> **Your objective**:
Look in the material below for the line holding "Tag the black jacket". Set it down exactly, with each later line up to and including the line holding "Tag the black glove".

> **Records supplied**:
________________

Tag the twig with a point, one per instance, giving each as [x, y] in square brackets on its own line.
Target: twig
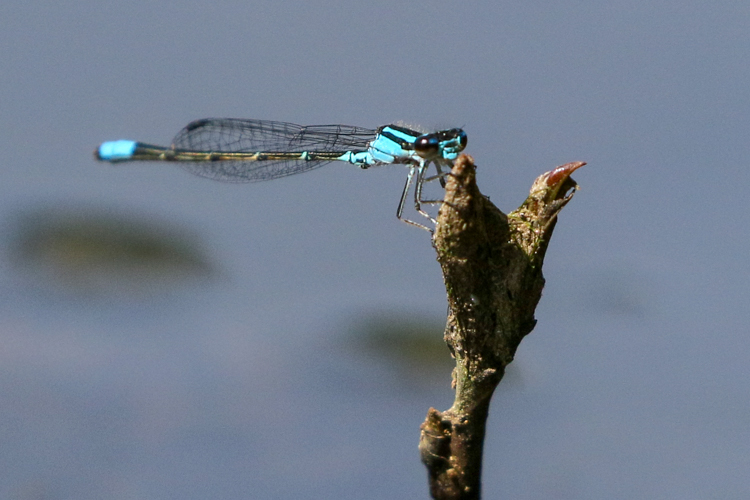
[492, 268]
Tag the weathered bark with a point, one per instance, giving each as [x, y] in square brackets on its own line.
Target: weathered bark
[492, 268]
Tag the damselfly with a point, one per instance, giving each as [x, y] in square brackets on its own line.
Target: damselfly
[237, 150]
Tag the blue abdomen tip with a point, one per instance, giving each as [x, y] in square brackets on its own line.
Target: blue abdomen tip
[117, 150]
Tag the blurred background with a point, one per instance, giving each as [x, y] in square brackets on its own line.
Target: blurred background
[166, 336]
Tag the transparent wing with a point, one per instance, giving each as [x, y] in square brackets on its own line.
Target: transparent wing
[250, 136]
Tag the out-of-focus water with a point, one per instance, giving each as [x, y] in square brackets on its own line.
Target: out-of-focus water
[164, 336]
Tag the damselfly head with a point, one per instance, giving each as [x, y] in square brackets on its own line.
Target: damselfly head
[445, 143]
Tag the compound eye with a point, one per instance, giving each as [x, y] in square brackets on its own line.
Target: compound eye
[462, 139]
[427, 145]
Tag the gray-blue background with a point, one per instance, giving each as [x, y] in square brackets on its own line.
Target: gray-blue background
[634, 383]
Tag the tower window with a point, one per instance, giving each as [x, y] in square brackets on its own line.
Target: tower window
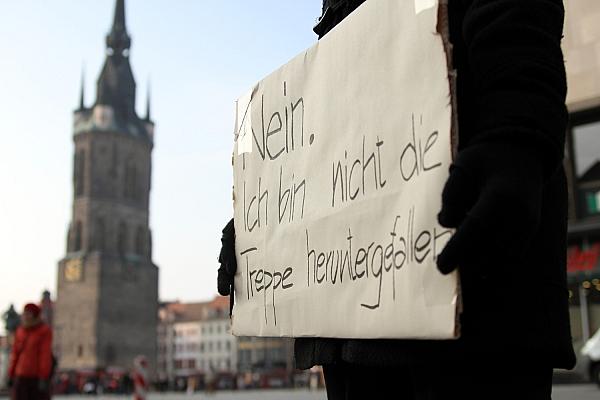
[99, 235]
[140, 241]
[122, 239]
[77, 237]
[79, 169]
[130, 189]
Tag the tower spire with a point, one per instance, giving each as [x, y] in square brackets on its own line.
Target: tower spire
[116, 85]
[118, 41]
[148, 102]
[82, 95]
[119, 21]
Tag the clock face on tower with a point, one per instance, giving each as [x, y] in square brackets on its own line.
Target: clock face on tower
[73, 270]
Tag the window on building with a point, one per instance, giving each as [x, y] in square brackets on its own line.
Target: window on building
[99, 235]
[79, 172]
[586, 166]
[78, 236]
[586, 148]
[122, 238]
[140, 241]
[130, 186]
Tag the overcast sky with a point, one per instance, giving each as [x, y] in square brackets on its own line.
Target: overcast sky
[199, 55]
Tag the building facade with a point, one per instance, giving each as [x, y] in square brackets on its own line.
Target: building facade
[581, 46]
[107, 287]
[4, 358]
[195, 340]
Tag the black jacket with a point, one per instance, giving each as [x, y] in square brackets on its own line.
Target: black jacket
[511, 87]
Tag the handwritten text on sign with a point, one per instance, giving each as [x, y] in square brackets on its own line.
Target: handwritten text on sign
[340, 159]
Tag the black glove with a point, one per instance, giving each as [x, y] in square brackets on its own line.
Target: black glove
[227, 260]
[43, 385]
[493, 199]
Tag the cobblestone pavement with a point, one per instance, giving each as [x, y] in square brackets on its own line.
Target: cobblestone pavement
[560, 392]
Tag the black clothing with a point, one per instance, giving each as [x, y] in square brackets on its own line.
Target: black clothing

________________

> **Final answer**:
Tag the black jacket with a point, one per instance, giving each as [x, y] in square brackets on its own line.
Target: black jacket
[511, 87]
Tag the handwritten text on sign with a point, one per instance, giving each as [x, y] in square brackets on its own line.
Target: handwritten text on sign
[340, 159]
Tag the black glove with a point, one per instance, giving each as [x, y] in square brackets on its own line.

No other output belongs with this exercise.